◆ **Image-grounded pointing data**
++++

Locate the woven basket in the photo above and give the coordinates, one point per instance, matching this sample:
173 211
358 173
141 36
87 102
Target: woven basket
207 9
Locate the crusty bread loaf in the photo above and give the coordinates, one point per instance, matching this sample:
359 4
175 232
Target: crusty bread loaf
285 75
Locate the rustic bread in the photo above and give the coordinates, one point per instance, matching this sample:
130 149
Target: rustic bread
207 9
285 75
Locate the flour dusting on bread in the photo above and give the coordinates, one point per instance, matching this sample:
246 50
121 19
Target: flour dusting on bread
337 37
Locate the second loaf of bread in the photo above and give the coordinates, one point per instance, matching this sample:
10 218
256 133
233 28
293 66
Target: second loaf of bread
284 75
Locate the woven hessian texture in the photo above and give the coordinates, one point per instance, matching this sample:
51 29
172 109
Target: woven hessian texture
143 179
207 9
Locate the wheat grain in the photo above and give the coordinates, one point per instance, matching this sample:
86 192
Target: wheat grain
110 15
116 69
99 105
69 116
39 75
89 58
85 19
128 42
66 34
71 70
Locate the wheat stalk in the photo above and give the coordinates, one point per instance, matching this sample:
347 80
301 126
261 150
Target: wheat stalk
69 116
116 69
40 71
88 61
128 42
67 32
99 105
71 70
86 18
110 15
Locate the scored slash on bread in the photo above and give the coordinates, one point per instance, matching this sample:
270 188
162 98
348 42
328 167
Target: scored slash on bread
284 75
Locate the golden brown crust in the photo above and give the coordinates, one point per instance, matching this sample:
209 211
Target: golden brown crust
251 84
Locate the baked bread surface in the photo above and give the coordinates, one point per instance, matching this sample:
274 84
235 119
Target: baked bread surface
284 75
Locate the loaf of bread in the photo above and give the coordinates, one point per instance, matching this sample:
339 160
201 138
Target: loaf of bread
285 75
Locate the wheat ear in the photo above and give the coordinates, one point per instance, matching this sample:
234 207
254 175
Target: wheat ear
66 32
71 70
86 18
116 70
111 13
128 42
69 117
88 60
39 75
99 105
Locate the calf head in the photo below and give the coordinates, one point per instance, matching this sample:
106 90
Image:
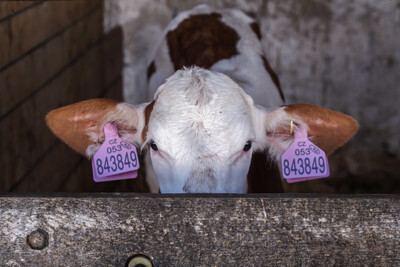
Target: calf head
200 130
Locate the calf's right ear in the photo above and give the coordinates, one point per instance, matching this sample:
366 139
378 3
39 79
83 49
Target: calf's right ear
81 125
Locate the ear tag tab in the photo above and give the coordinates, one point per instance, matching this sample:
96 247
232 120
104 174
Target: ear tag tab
303 160
116 159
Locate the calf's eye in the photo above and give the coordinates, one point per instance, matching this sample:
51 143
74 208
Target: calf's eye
153 145
247 146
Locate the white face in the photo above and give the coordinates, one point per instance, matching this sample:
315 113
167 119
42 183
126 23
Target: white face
200 133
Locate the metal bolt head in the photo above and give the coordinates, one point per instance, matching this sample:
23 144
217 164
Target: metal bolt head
38 239
139 260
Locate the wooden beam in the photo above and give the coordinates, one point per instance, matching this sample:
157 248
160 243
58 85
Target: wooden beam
197 230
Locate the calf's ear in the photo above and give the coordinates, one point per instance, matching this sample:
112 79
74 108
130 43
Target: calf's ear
326 128
81 125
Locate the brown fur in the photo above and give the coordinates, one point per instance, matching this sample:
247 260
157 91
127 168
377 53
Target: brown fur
328 129
256 29
72 123
201 40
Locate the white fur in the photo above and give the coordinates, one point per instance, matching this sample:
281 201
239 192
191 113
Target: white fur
202 119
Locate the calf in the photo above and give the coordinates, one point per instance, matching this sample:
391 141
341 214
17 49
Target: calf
216 103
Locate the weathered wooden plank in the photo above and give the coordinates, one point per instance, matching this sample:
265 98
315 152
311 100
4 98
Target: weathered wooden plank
8 8
202 230
30 73
24 134
26 30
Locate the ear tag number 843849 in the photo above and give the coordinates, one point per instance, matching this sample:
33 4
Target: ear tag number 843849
303 160
116 158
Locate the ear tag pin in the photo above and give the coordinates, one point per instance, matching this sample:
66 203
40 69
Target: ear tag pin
116 159
303 160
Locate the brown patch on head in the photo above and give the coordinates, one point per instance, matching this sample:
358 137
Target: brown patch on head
147 113
256 29
201 40
203 181
151 69
264 175
274 77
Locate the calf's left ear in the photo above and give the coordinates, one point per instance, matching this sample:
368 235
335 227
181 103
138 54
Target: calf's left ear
326 128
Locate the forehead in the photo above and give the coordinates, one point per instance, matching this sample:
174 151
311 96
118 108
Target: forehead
201 110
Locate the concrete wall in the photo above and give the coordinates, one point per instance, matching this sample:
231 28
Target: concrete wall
340 54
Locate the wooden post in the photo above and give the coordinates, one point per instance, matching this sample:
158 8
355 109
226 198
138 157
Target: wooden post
199 230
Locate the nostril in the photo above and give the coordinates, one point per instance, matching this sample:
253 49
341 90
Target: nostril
247 146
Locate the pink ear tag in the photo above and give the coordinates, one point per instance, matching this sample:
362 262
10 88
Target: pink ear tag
116 158
303 160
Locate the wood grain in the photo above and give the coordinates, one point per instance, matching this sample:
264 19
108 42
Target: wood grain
202 230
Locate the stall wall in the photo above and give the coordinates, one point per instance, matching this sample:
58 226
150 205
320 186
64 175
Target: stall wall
52 53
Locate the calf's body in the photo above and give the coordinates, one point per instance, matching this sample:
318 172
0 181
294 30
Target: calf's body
216 103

++++

◆ **What is being asked**
Please repeat each record exactly and keep every picture out of the copy.

◆ **Task answer**
Locate the woven basket in the photo above and give the coordinates, one point per instance, matching this sample:
173 211
358 173
141 36
87 102
Target: woven basket
207 9
Locate the crusty bread loaf in the photo above and give the coordinates, one point per instance, matching this sample:
359 4
175 232
Target: crusty bread loaf
285 75
Locate the rustic bread in the photo above and give the coordinates, one point per instance, matching this sample:
130 149
Target: rustic bread
207 9
285 75
Locate the flour dusting on bread in the photo above and give the coordinates, one point per instance, matching this sample:
246 50
121 19
Target: flour dusting on bread
337 37
Locate the second loaf of bread in the photo above and give the coordinates, one point per instance, matching this sample:
10 218
256 133
233 28
293 66
Target: second loaf of bread
284 75
Locate the woven hessian texture in the photo above and give the coordinates, one point per instance, matching this sample:
51 29
172 109
Target: woven hessian texture
143 179
207 9
Locate the wheat grain in the photo above and give the coordinates, one point per instance, matching this sample:
86 192
Target: wheat grain
110 15
116 69
99 105
69 116
39 75
89 58
85 19
128 42
66 34
71 70
Locate the wheat stalk in the photo above and give the coordinates, one point per instance, matching this sample:
347 80
301 126
261 150
Target: wheat stalk
69 116
116 69
40 71
88 61
128 42
67 32
99 105
71 70
86 18
110 15
Locate the scored slash on bread in the photo above and give the coordinates, one point per instance, matching this sample:
270 188
162 98
348 42
328 167
Target: scored slash on bread
284 75
Locate the golden brown crust in the photo above and give the coordinates, one point per instance, matching this sample:
209 211
Target: golden brown crust
251 84
Locate the baked bread surface in the photo above and give the coordinates, one point per instance, matching this sample:
274 84
235 119
Target: baked bread surface
284 75
Locate the loaf of bread in the photo above and give the coordinates, one point per instance, matching this sample:
339 160
201 138
Target: loaf of bread
285 75
Locate the wheat ear in the photo above and give the coordinates, one point per instance, matching this sample:
234 207
254 175
Target: wheat ear
66 32
71 70
86 18
116 70
111 13
128 42
69 117
88 60
39 75
99 105
Locate the calf head in the photo below and give the coordinates, one point per instance, matching this sample:
106 90
Image:
Target: calf head
200 130
Locate the calf's right ear in the photo above and give the coordinates, one point per instance, matching this sample:
366 139
378 3
39 79
83 49
Target: calf's right ear
81 125
Locate the ear tag tab in the photo above and give the coordinates, one point per instance, matching this sample:
96 247
232 120
104 174
Target: ear tag tab
303 160
116 159
Locate the calf's eye in the photo above and give the coordinates, one point per instance, matching this sample:
51 143
74 208
Target: calf's eye
153 145
247 146
Locate the white face in the photo above and give the coordinates, one point per instance, matching this sample:
315 113
167 119
42 183
126 23
Target: white face
200 133
Locate the metal bolt head in the photo above and give the coordinates, one point per instance, matching this sample:
23 144
217 164
Target: metal bolt head
38 239
139 260
Locate the wooden beam in the photo above and give the coordinates, one point per instance, matching this sample:
157 248
160 243
58 85
Target: wooden beam
197 230
Locate the calf's ear in the photo above and give the coordinates, one point per instance, matching this sample:
112 79
74 108
130 43
Target: calf's ear
326 128
81 125
Locate the brown fur in the photo above and give the coordinates, one point per instance, matching this sample:
247 260
157 91
127 168
377 53
Target: brown fur
328 129
256 29
72 123
201 40
Locate the white fur in the photo above and give the coordinates, one point per instance, matching this sample:
281 201
239 192
191 113
Target: white fur
202 119
Locate the calf in the photo above and give the coordinates, one point per instance, matching this sample:
391 141
341 214
17 49
Target: calf
216 103
Locate the weathered wooden plank in the photo above and give the coordinates, one point per instance, matching this sample:
265 98
315 152
311 100
4 98
Target: weathered wooden plank
8 8
202 230
30 73
24 134
26 30
Locate the ear tag number 843849 in the photo above and give the coordinates, one point per instance, matching this sample:
33 4
Target: ear tag number 843849
303 160
116 158
Locate the ear tag pin in the photo above and give the coordinates, one point per instance, matching this sample:
66 203
40 69
Target: ear tag pin
116 159
303 160
Locate the brown patch on head in the photo above and give the coordinates, one point per instance, matching this sample:
358 137
Target: brown patch on head
147 113
256 29
201 40
203 181
151 69
264 175
274 77
Locate the calf's left ear in the photo above and give the coordinates, one point per instance, matching this sample:
368 235
335 227
181 103
138 54
Target: calf's left ear
326 128
Locate the forehead in the photo above and give the coordinates, one point per instance, matching this sample:
174 151
311 96
118 108
Target: forehead
201 110
Locate the concrete wall in the photo above and give the coordinates, one point per instance, matching this sample:
231 28
Target: concrete wall
340 54
Locate the wooden post in the photo above and give the coordinates, one point per instance, matching this sample:
158 8
355 109
226 198
138 157
Target: wooden post
199 230
Locate the nostril in the photo above and give the coordinates, one point per instance, matching this sample:
253 49
341 90
Target: nostril
247 146
Locate the pink ear tag in the photo above and give the coordinates, one point per instance, matching this sample:
362 262
10 88
Target: pink ear tag
116 158
303 160
Locate the wood grain in the photo above and give the coordinates, one point per instance, matching this sample:
264 19
108 42
Target: wood grain
202 230
Locate the stall wall in the photo above and give the coordinates, one point per instance, matching this sample:
58 226
150 205
320 186
64 175
Target: stall wall
52 53
Locate the calf's body in the photo above and give the coordinates, one point per instance, matching this sample:
318 172
0 181
294 30
Target: calf's body
216 103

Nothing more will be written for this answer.